Exercise input below:

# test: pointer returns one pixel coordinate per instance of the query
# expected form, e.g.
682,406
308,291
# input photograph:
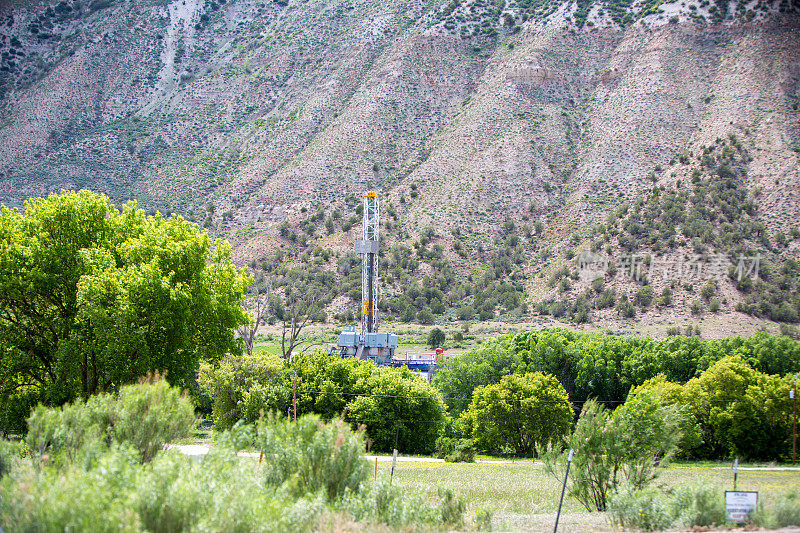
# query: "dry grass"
523,498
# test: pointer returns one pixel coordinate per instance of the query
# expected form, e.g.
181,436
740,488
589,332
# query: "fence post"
563,489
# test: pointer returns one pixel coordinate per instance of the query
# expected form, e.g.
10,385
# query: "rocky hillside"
506,138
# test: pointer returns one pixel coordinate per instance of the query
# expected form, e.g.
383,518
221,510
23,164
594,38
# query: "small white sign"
740,505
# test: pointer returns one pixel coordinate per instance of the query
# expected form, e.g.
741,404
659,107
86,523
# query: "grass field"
523,498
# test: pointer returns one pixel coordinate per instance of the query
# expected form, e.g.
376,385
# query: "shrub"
400,408
242,387
312,456
787,511
520,413
455,450
619,450
451,508
9,453
114,492
394,506
742,412
644,510
698,505
144,416
436,338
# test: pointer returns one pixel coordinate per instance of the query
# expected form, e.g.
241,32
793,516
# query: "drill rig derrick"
379,347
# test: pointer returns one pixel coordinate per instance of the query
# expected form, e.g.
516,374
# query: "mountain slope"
509,129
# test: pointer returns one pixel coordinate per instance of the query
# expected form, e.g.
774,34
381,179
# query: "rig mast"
368,247
370,344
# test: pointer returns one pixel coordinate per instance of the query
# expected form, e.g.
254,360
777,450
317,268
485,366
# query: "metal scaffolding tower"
370,344
368,247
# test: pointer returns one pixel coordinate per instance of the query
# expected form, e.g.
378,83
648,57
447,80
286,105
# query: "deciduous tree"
92,297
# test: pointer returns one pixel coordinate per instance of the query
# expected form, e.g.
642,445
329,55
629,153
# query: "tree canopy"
519,413
92,297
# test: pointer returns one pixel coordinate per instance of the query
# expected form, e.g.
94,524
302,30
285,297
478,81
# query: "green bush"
741,412
436,338
787,511
619,450
310,469
400,408
10,452
455,450
242,387
698,505
171,493
519,413
311,456
392,505
144,416
645,510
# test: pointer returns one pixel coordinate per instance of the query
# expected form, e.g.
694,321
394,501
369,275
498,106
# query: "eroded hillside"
502,136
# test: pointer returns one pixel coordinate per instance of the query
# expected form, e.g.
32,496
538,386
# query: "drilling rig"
379,347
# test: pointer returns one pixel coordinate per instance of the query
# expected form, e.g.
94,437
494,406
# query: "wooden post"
794,422
563,490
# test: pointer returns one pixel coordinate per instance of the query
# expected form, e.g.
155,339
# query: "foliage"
92,298
144,417
452,446
455,450
400,408
698,505
519,413
650,431
436,338
381,502
310,468
10,452
742,412
644,510
604,366
618,450
787,511
309,456
387,401
244,387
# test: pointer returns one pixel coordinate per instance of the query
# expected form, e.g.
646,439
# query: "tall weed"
144,416
787,511
310,456
646,510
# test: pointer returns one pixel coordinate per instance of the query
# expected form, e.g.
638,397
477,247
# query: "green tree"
741,412
519,413
92,297
399,406
436,338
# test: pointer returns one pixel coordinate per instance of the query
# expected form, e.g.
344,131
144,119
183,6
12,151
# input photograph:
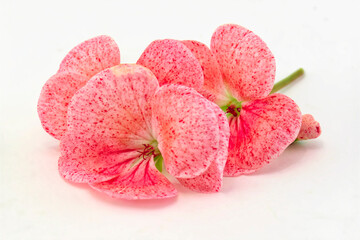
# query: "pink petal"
108,119
187,130
310,128
92,56
172,62
54,100
78,66
213,88
211,179
261,133
142,181
247,64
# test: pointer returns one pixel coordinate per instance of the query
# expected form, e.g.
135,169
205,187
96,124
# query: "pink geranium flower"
238,73
78,66
122,128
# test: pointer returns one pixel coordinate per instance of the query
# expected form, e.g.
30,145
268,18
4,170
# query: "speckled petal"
213,88
54,100
247,64
92,56
310,128
261,133
78,66
211,179
186,129
142,181
108,119
172,63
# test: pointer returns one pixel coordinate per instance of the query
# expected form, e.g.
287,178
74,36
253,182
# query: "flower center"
232,108
149,150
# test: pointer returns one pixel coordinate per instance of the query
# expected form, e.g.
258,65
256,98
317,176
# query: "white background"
310,192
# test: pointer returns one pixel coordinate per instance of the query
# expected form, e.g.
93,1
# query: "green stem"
286,81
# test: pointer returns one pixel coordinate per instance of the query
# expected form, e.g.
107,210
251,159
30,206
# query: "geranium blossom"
239,73
123,127
78,66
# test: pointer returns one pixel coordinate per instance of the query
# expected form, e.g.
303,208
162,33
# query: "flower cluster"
183,110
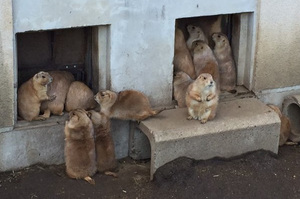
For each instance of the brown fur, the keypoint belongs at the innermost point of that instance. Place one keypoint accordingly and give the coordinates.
(59, 87)
(80, 153)
(202, 98)
(105, 149)
(182, 57)
(125, 105)
(31, 94)
(285, 127)
(195, 33)
(205, 61)
(180, 83)
(227, 68)
(80, 96)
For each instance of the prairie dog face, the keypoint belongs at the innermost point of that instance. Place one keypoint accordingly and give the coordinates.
(195, 30)
(206, 80)
(105, 97)
(200, 47)
(42, 78)
(220, 39)
(98, 118)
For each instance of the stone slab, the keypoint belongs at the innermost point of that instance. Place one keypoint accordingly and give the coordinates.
(241, 126)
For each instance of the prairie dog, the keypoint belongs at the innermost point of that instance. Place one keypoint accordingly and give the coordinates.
(285, 127)
(205, 61)
(195, 33)
(182, 57)
(125, 105)
(180, 83)
(59, 87)
(105, 149)
(80, 153)
(202, 98)
(80, 96)
(227, 68)
(31, 94)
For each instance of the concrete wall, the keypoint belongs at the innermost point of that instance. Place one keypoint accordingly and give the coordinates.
(6, 66)
(141, 46)
(278, 47)
(142, 34)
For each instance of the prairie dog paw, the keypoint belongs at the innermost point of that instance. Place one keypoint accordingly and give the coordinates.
(52, 97)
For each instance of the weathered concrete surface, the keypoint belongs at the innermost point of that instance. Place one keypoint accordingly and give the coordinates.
(291, 108)
(37, 142)
(278, 45)
(6, 66)
(141, 35)
(241, 126)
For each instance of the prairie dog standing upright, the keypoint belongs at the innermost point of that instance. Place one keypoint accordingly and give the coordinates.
(125, 105)
(31, 94)
(59, 87)
(195, 33)
(182, 57)
(227, 68)
(202, 98)
(80, 96)
(80, 153)
(105, 149)
(205, 61)
(180, 83)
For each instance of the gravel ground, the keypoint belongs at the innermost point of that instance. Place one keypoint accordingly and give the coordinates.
(258, 174)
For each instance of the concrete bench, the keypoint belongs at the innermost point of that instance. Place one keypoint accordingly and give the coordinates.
(241, 126)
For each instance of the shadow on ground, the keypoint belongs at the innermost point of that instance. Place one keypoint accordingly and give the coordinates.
(255, 175)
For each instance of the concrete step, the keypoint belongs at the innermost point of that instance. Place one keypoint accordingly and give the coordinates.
(241, 126)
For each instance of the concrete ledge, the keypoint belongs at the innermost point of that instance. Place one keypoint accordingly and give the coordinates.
(43, 142)
(241, 126)
(291, 109)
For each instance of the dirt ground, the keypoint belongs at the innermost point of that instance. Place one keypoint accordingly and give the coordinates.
(254, 175)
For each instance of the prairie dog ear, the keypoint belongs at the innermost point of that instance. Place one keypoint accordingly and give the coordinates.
(89, 114)
(71, 114)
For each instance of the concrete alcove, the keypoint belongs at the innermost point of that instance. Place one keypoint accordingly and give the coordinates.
(291, 108)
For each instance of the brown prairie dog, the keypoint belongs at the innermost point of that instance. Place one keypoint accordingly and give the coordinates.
(182, 57)
(195, 33)
(80, 155)
(180, 83)
(80, 96)
(205, 61)
(125, 105)
(227, 68)
(285, 128)
(105, 149)
(31, 94)
(202, 98)
(59, 87)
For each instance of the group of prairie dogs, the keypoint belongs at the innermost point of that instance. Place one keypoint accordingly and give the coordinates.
(88, 143)
(200, 72)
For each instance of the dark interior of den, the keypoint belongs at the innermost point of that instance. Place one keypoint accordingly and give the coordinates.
(62, 49)
(209, 25)
(228, 24)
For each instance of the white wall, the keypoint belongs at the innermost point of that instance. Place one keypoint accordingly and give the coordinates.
(142, 33)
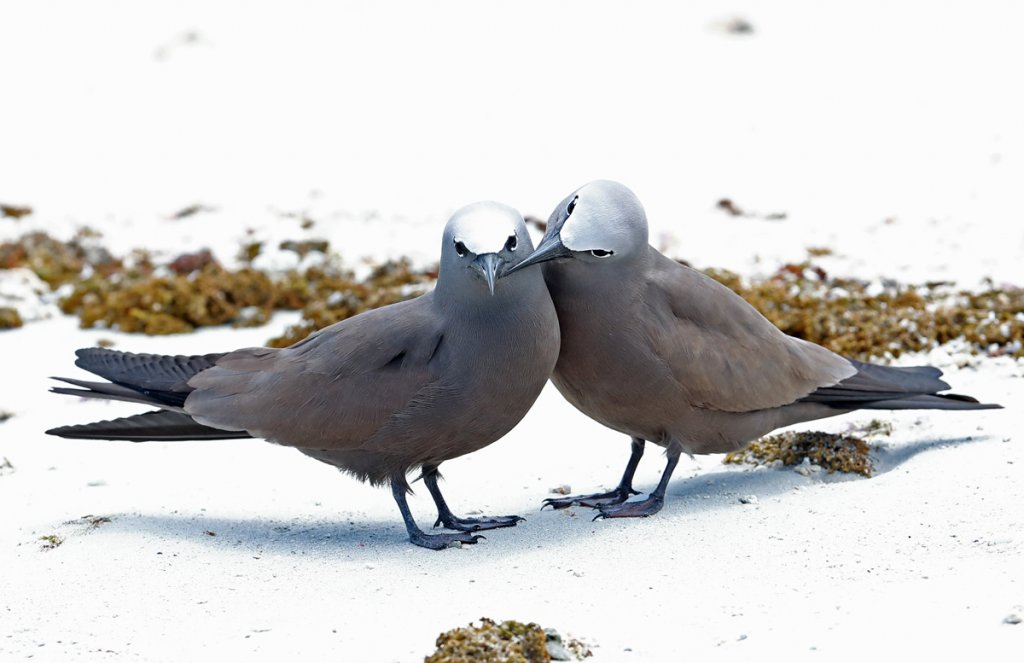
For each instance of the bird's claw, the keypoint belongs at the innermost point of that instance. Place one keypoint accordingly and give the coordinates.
(595, 500)
(477, 524)
(642, 508)
(445, 540)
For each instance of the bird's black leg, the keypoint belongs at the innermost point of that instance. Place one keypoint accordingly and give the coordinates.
(451, 521)
(654, 501)
(616, 496)
(416, 535)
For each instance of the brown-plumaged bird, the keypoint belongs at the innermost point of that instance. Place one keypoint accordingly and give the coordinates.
(666, 354)
(380, 395)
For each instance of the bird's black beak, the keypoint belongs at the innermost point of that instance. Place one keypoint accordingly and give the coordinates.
(551, 247)
(489, 265)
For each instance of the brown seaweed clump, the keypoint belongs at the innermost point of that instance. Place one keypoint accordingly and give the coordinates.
(9, 318)
(849, 318)
(328, 296)
(142, 301)
(832, 452)
(489, 641)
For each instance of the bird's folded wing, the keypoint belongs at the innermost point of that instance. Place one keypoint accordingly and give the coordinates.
(332, 390)
(724, 354)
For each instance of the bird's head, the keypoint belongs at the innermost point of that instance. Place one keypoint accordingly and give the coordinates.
(484, 239)
(600, 222)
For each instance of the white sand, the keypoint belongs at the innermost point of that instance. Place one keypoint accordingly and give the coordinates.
(891, 134)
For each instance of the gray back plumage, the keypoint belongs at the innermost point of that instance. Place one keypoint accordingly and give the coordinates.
(662, 351)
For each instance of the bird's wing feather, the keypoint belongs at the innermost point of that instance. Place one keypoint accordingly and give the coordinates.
(724, 354)
(332, 390)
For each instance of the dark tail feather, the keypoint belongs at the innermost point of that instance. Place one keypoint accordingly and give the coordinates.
(108, 391)
(890, 387)
(161, 425)
(162, 378)
(930, 402)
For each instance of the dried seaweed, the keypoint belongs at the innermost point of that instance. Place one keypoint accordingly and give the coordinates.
(489, 641)
(832, 452)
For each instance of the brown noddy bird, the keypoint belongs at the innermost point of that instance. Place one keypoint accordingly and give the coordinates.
(390, 390)
(665, 354)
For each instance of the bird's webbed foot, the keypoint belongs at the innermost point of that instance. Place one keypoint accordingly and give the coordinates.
(594, 500)
(443, 540)
(640, 508)
(453, 522)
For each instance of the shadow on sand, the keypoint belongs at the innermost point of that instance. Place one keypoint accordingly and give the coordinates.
(363, 539)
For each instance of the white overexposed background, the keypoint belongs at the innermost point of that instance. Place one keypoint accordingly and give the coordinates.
(891, 133)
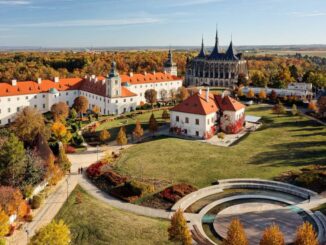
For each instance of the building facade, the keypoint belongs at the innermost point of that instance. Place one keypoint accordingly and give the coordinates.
(114, 94)
(216, 69)
(203, 114)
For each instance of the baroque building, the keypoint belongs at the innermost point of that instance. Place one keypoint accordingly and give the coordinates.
(114, 93)
(218, 68)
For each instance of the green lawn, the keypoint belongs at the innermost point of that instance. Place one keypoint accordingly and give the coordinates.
(283, 143)
(94, 222)
(130, 123)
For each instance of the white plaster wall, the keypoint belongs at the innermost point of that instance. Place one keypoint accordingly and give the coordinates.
(205, 122)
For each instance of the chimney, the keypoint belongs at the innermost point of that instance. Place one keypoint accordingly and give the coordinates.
(207, 95)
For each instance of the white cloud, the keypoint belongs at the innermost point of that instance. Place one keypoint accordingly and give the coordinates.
(14, 2)
(308, 14)
(90, 23)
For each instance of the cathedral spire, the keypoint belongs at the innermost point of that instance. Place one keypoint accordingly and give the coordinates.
(202, 50)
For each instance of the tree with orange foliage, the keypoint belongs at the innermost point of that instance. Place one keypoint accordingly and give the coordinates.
(10, 199)
(182, 94)
(306, 235)
(60, 132)
(250, 94)
(60, 111)
(178, 230)
(312, 106)
(236, 234)
(272, 236)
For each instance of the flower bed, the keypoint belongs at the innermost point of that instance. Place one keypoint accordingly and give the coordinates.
(176, 192)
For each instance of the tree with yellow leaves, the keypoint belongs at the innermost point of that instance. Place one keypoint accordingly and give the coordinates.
(4, 223)
(178, 230)
(250, 94)
(236, 234)
(306, 235)
(262, 95)
(138, 131)
(272, 236)
(57, 232)
(122, 137)
(60, 132)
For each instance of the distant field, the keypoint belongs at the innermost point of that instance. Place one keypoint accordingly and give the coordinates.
(94, 222)
(321, 53)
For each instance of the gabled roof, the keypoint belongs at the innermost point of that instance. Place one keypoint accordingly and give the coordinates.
(231, 53)
(227, 103)
(148, 78)
(197, 104)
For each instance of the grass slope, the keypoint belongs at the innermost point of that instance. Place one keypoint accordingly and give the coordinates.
(283, 143)
(94, 222)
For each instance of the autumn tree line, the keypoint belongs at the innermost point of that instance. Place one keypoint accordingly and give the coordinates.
(273, 71)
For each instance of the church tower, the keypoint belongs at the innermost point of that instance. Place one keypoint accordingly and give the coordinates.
(113, 85)
(169, 66)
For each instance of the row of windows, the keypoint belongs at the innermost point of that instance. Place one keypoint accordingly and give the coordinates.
(197, 122)
(35, 96)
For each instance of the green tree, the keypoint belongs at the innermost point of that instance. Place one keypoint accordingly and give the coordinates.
(151, 96)
(272, 236)
(178, 230)
(236, 234)
(60, 111)
(294, 110)
(4, 223)
(306, 235)
(56, 233)
(12, 161)
(28, 124)
(81, 104)
(279, 109)
(153, 126)
(104, 136)
(165, 115)
(63, 161)
(138, 131)
(122, 137)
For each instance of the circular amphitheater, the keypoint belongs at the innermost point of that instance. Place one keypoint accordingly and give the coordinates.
(256, 203)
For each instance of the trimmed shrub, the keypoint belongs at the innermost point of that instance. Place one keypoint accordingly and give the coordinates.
(94, 170)
(113, 178)
(37, 201)
(176, 192)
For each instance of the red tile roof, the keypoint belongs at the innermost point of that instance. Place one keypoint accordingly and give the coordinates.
(227, 103)
(148, 78)
(197, 104)
(31, 87)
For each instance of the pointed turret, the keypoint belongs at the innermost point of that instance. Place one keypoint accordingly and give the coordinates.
(202, 50)
(231, 53)
(215, 52)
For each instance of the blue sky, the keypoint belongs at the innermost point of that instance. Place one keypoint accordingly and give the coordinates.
(87, 23)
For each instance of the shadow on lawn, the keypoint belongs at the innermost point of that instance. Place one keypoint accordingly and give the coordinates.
(293, 154)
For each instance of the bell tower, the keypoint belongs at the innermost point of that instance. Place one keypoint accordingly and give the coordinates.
(169, 66)
(113, 85)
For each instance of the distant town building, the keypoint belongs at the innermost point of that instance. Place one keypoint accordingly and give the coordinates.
(216, 69)
(113, 94)
(300, 90)
(203, 114)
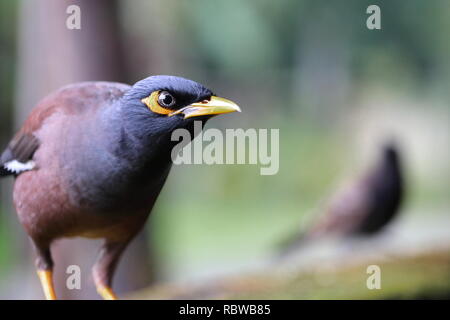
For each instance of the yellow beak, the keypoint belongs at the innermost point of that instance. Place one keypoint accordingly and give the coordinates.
(214, 106)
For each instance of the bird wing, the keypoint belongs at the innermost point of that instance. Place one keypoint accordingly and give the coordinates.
(18, 156)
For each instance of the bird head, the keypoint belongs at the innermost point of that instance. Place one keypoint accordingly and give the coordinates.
(164, 103)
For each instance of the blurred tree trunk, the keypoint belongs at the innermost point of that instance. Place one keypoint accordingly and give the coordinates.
(50, 56)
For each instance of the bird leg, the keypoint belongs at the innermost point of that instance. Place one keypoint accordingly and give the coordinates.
(105, 266)
(44, 264)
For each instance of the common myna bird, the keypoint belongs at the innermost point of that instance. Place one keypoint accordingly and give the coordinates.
(363, 207)
(91, 160)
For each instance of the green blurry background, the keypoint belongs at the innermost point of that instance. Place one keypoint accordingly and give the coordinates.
(335, 89)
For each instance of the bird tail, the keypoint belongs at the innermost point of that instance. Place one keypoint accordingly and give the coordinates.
(4, 172)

End of Exercise input.

Quote verbatim the line containing "For each instance of the bird leg, the" and every line after it through the end of the records above.

For each instance of the bird leg, the keypoint belongs at the innermost point of that instance. Place one keypoint accordingly and give the coordinates.
(105, 266)
(44, 264)
For each instance of the common myna bird, the keypoint belongs at the innermost point of that instance. Place one keypoint accordingly and give the coordinates.
(363, 207)
(91, 160)
For each instance of the green blurry background, the keypoint belongs at the innermost point of that instance. Place one keypoint accordingly and give the coordinates.
(335, 89)
For each instance of the bird tail, the keypoint belongs at the innermost point of that instance. Place one keypoint accordingly and give the coordinates.
(4, 172)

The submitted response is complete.